## TASK
Output the full set of records exactly.

EXERCISE DATA Start Marker

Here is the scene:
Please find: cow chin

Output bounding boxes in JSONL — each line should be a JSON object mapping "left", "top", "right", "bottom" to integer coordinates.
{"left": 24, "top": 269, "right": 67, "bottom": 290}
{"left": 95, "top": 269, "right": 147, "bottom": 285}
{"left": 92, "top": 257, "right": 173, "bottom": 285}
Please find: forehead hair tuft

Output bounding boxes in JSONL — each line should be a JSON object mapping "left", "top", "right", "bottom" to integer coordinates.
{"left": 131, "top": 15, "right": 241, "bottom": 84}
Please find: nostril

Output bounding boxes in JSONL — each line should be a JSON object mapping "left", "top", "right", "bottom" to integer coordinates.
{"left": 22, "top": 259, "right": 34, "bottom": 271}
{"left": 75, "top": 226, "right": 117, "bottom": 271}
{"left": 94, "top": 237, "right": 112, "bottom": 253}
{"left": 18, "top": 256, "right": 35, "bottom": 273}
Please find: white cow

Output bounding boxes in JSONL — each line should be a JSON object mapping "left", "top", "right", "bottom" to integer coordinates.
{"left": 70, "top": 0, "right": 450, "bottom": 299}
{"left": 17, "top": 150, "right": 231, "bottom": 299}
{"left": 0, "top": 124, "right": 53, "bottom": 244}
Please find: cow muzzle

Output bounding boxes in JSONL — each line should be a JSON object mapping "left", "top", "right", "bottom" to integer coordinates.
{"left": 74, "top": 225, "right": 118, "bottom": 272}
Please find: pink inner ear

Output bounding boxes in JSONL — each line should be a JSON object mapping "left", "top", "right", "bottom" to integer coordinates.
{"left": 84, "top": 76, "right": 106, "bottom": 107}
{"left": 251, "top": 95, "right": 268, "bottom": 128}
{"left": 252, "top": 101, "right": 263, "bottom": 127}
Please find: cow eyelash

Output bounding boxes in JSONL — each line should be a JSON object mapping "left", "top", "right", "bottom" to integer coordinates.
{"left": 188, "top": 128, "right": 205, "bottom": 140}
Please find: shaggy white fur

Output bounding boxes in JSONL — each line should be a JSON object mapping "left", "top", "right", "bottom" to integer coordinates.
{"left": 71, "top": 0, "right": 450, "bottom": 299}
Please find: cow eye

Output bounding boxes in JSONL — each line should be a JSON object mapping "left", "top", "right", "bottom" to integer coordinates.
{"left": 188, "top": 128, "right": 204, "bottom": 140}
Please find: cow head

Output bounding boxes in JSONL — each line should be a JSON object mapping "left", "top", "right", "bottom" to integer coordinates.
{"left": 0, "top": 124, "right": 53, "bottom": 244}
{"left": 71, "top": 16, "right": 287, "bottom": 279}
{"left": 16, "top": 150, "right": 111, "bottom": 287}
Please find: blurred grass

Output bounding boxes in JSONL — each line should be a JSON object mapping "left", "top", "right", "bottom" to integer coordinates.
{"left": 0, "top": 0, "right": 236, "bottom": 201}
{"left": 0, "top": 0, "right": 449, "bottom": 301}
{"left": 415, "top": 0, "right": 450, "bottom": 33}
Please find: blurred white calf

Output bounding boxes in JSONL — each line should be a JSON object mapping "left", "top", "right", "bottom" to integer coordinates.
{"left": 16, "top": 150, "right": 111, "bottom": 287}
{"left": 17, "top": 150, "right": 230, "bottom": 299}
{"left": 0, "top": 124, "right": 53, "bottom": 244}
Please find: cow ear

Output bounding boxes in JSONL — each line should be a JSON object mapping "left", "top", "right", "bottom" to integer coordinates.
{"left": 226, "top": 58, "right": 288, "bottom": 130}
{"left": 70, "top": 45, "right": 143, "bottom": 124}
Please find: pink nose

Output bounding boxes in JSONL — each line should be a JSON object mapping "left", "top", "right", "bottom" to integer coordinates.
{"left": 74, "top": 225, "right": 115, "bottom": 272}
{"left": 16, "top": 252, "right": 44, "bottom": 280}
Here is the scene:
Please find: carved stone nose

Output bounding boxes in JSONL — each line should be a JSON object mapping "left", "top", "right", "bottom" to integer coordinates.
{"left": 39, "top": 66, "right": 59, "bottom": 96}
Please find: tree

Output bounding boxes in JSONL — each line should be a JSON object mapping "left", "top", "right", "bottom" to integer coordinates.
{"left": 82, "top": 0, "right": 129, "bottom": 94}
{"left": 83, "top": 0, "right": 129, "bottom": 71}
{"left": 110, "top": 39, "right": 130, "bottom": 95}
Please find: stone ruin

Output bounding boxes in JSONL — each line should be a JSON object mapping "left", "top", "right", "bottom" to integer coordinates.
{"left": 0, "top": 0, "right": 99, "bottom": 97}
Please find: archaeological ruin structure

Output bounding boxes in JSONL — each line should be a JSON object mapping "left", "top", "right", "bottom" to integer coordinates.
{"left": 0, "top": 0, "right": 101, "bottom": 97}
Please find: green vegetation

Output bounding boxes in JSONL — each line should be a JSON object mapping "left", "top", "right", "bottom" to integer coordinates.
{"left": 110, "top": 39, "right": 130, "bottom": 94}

EXERCISE DATA End Marker

## YOUR RESPONSE
Here is the scene:
Please find: cow chin

Output bounding boxes in JSONL — each line should be a JSON object mapping "left", "top", "right", "bottom" to integer coordinates.
{"left": 24, "top": 269, "right": 67, "bottom": 290}
{"left": 95, "top": 269, "right": 147, "bottom": 285}
{"left": 92, "top": 257, "right": 173, "bottom": 285}
Please find: forehead hair tuft

Output bounding boxes in JSONL — each line should be a JSON object mapping "left", "top", "right", "bottom" to integer coordinates.
{"left": 131, "top": 15, "right": 241, "bottom": 84}
Please find: nostril

Output bounding boxes in JSONL — each line should be a JSON object mapping "left", "top", "right", "bottom" to integer coordinates.
{"left": 22, "top": 259, "right": 34, "bottom": 271}
{"left": 75, "top": 226, "right": 117, "bottom": 271}
{"left": 94, "top": 237, "right": 112, "bottom": 253}
{"left": 18, "top": 256, "right": 35, "bottom": 273}
Please find: white cow

Output bounding boxes in JSONL — each line should be a JSON object mapping "left", "top", "right", "bottom" to integer coordinates.
{"left": 70, "top": 0, "right": 450, "bottom": 299}
{"left": 17, "top": 150, "right": 231, "bottom": 299}
{"left": 0, "top": 124, "right": 53, "bottom": 244}
Please find: cow muzzle

Output bounding boxes in JSONL — each line should be a JSON object mapping "left", "top", "right", "bottom" to integer coordinates.
{"left": 74, "top": 225, "right": 118, "bottom": 272}
Please find: pink inner ear

Output bounding boxes in JSONL — each line should be a JSON object mapping "left", "top", "right", "bottom" to integer coordinates.
{"left": 84, "top": 76, "right": 106, "bottom": 107}
{"left": 251, "top": 95, "right": 268, "bottom": 128}
{"left": 252, "top": 101, "right": 263, "bottom": 127}
Please find: cow eyelash

Output bounding boxes in JSONL — each line should be a JSON object mapping "left", "top", "right", "bottom" to integer coordinates.
{"left": 188, "top": 128, "right": 205, "bottom": 140}
Please find: shaggy white fur

Output bounding boxes in JSONL — each line should be a JSON object mapping "left", "top", "right", "bottom" to integer coordinates.
{"left": 71, "top": 0, "right": 450, "bottom": 299}
Please find: cow eye

Output bounding boxes in JSONL — each line should be a JSON object mapping "left", "top", "right", "bottom" to integer coordinates.
{"left": 188, "top": 128, "right": 204, "bottom": 140}
Please find: cow head

Output bounding boxes in JSONL — each line should be a JSON object mapping "left", "top", "right", "bottom" to integer coordinates.
{"left": 0, "top": 124, "right": 53, "bottom": 244}
{"left": 71, "top": 16, "right": 287, "bottom": 279}
{"left": 16, "top": 150, "right": 111, "bottom": 287}
Please find: blurred grass

Output bounding boxes in JSONL — each line should be a JSON object mapping "left", "top", "right", "bottom" to integer coordinates.
{"left": 0, "top": 0, "right": 236, "bottom": 201}
{"left": 0, "top": 0, "right": 449, "bottom": 301}
{"left": 415, "top": 0, "right": 450, "bottom": 33}
Please find: blurred white calf

Output bounding boxes in JSONL — each line should be a JSON object mapping "left", "top", "right", "bottom" to integer coordinates.
{"left": 16, "top": 150, "right": 111, "bottom": 287}
{"left": 17, "top": 150, "right": 230, "bottom": 299}
{"left": 0, "top": 124, "right": 53, "bottom": 244}
Please find: cow ear

Output bounding boxes in JSONL — each line should be a JSON object mapping "left", "top", "right", "bottom" to integer coordinates.
{"left": 226, "top": 58, "right": 288, "bottom": 130}
{"left": 70, "top": 45, "right": 143, "bottom": 124}
Please find: pink nose

Output bounding boxes in JSONL — each line should be a JSON object mapping "left", "top", "right", "bottom" to integer coordinates.
{"left": 74, "top": 225, "right": 115, "bottom": 272}
{"left": 16, "top": 252, "right": 44, "bottom": 280}
Here is the scene:
Please find: carved stone nose

Output bounding boxes in JSONL — each line should be a JSON object mapping "left", "top", "right", "bottom" to integer coordinates.
{"left": 39, "top": 66, "right": 59, "bottom": 96}
Please find: tree

Output bounding boxes in JSONL — each line should be a JSON object mapping "left", "top", "right", "bottom" to integer coordinates.
{"left": 82, "top": 0, "right": 129, "bottom": 94}
{"left": 83, "top": 0, "right": 129, "bottom": 71}
{"left": 110, "top": 39, "right": 130, "bottom": 95}
Please find: stone ruin

Output bounding boxes in JSONL — each line should be a JSON object mapping "left", "top", "right", "bottom" to integer coordinates.
{"left": 0, "top": 0, "right": 99, "bottom": 97}
Please find: archaeological ruin structure

Output bounding boxes in JSONL — each line should be a JSON object mapping "left", "top", "right", "bottom" to integer coordinates.
{"left": 0, "top": 0, "right": 101, "bottom": 97}
Please find: green vegetation

Output bounding boxes in JSONL — each line should be a JSON object mapping "left", "top", "right", "bottom" to integer coordinates.
{"left": 110, "top": 39, "right": 130, "bottom": 94}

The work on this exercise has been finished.